Si diffondono teorie e prassi che affidano ai farmaci la possibilità di uniformare, di omogeneizzare, i modelli di esperienza e di vissuto. Modelli che si vorrebbe privi di emozione creativa e di qualsiasi modo personale di vivere e di elaborare gli eventi della vita (la sofferenza e la gioia, la tristezza e la letizia). Tutto ciò nasconde la tentazione, consapevole e inconsapevole, di “creare robot de-emozionalizzati e automi impersonali, anonimi”.
Non solo. Si progetta, così, una forma di vita dalla quale si allontani ogni profondità e ogni riflessione. E nella quale si sia immersi in una condizione emozionale standard. Contrassegnata dalla cancellazione della tristezza e dalla sua sostituzione con una condizione emozionale “ipertimica”, gaia e indifferente al dolore. Il tentativo è quello di imporre una “allegria” e una, magari blanda, “euforia” che non facciano pensare e non facciano riflettere sulle contraddizioni e sulle ferite della vita, sulla fatica di vivere. Queste tendenze, notava già lo psichiatra Eugenio Borgna, si intravedono mascherate e sfumate anche in testi italiani di psichiatria. Esse nascondono in sé il tentativo di attutire e di imbalsamare gli slanci della sensibilità e della fragilità.
Sono comunque da evitare due errori. Da un lato, cadere in una sorta di positivismo che riduce i disturbi psichici a semplici deragliamenti biologici (per cui tutto sarebbe inscritto nei geni). Dall’altro, assolutizzare la prospettiva delle scienze sociali non tenendo presente la dimensione biologica dell’umano. Dissolvendo la realtà della patologia nell’area di funzioni sociali (il solito: è tutta colpa della società). La grande esperienza clinica dell’autore permette un’operazione fondamentale: evitare di ridurre il disturbo mentale depressivo a un frasario biologizzante, tipico dell’epistemologia medica occidentale. Nella prefazione, Goffredo Bartocci, presidente all’Associazione psichiatrica mondiale, giudica il saggio di Lalli “uno dei migliori prodotti della cultura occidentale”. Perché “riesce a non farci sentire solo specialisti in psichiatria, ma esseri umani consapevoli e attenti alle vicende psichiche che possono accadere a ogni individuo di questo nostro nuovo mondo globalizzato”.

| Raccolta di record |

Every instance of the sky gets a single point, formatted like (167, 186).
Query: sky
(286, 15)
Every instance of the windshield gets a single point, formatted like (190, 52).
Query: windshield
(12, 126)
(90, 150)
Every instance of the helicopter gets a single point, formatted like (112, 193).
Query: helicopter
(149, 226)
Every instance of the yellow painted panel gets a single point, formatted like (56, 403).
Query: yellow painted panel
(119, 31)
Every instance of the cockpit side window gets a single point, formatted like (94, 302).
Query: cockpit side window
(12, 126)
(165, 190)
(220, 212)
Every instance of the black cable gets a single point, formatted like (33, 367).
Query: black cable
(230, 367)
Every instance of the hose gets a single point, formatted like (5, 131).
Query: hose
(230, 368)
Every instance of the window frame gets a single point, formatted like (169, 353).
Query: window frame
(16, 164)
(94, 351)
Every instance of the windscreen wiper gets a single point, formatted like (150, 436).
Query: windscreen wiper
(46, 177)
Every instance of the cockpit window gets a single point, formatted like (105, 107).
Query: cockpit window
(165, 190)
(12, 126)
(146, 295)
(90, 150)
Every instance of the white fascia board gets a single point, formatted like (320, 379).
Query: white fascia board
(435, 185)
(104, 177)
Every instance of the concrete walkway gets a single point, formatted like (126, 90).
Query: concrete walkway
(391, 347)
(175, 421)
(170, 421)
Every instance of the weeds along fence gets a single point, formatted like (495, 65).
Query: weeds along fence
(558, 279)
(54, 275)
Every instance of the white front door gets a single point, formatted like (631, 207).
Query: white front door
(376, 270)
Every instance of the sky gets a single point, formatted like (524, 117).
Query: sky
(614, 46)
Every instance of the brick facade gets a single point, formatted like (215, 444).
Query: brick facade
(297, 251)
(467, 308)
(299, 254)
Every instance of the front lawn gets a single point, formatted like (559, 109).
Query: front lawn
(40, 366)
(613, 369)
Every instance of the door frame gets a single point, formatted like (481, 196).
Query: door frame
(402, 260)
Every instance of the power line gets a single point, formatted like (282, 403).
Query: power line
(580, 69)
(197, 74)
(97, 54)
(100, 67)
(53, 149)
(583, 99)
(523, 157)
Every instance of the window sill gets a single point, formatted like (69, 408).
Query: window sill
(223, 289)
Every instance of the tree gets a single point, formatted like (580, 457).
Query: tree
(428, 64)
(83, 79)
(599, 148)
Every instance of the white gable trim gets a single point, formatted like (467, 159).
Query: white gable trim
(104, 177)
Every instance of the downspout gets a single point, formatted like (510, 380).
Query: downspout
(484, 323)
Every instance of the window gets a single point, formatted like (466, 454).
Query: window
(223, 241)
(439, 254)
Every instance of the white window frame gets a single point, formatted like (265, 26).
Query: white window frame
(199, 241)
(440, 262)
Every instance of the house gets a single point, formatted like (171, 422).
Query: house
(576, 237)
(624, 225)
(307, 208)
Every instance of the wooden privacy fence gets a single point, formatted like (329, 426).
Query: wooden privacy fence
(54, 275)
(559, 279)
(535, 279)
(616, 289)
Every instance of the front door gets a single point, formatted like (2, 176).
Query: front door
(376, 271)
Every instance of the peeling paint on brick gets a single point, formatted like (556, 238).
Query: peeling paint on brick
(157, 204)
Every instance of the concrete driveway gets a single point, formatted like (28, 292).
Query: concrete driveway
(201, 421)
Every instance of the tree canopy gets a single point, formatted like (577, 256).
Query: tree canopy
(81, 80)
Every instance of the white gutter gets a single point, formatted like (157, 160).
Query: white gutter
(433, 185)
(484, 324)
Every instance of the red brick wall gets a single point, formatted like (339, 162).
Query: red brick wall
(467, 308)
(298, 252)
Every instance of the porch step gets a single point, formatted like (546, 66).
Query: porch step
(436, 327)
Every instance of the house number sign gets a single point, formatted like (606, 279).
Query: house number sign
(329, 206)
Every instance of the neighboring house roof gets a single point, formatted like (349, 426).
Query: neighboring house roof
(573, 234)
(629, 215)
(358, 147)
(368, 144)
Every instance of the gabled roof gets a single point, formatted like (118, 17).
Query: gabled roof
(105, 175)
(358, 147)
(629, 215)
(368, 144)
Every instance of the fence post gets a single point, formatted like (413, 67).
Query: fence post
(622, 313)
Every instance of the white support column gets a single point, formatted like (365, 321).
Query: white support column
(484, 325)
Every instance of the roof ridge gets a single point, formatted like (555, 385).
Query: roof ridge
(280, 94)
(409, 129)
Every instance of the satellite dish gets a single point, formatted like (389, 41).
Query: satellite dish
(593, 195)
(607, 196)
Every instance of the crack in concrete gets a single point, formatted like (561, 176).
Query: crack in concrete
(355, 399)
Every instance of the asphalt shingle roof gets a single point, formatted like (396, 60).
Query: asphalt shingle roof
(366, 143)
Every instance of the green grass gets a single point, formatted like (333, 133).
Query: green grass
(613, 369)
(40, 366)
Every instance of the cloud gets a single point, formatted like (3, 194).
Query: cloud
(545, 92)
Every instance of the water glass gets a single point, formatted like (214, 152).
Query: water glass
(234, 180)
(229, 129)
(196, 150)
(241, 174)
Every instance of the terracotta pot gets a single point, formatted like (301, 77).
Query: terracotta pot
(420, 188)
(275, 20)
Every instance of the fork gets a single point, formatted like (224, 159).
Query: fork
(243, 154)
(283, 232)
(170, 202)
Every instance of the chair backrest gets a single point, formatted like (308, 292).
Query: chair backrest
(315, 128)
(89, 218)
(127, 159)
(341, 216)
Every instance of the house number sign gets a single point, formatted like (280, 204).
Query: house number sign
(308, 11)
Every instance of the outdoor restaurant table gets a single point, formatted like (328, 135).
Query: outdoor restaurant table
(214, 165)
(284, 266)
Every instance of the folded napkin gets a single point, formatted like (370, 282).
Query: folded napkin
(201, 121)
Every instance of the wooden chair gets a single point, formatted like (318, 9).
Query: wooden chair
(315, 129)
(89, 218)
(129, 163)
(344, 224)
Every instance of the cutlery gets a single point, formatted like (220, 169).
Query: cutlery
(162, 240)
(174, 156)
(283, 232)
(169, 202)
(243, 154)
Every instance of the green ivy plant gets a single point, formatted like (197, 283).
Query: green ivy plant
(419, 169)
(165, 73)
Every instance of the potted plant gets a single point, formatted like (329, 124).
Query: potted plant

| Consegna |
Puoi riprodurre fedelmente la parte del brano sulla psichiatria che inizia con le parole "Non solo. Si" e si chiude dopo le parole "e della fragilità."? I record non hanno alcun legame con il brano.

| Soluzione |
Non solo. Si progetta, così, una forma di vita dalla quale si allontani ogni profondità e ogni riflessione. E nella quale si sia immersi in una condizione emozionale standard. Contrassegnata dalla cancellazione della tristezza e dalla sua sostituzione con una condizione emozionale “ipertimica”, gaia e indifferente al dolore. Il tentativo è quello di imporre una “allegria” e una, magari blanda, “euforia” che non facciano pensare e non facciano riflettere sulle contraddizioni e sulle ferite della vita, sulla fatica di vivere. Queste tendenze, notava già lo psichiatra Eugenio Borgna, si intravedono mascherate e sfumate anche in testi italiani di psichiatria. Esse nascondono in sé il tentativo di attutire e di imbalsamare gli slanci della sensibilità e della fragilità.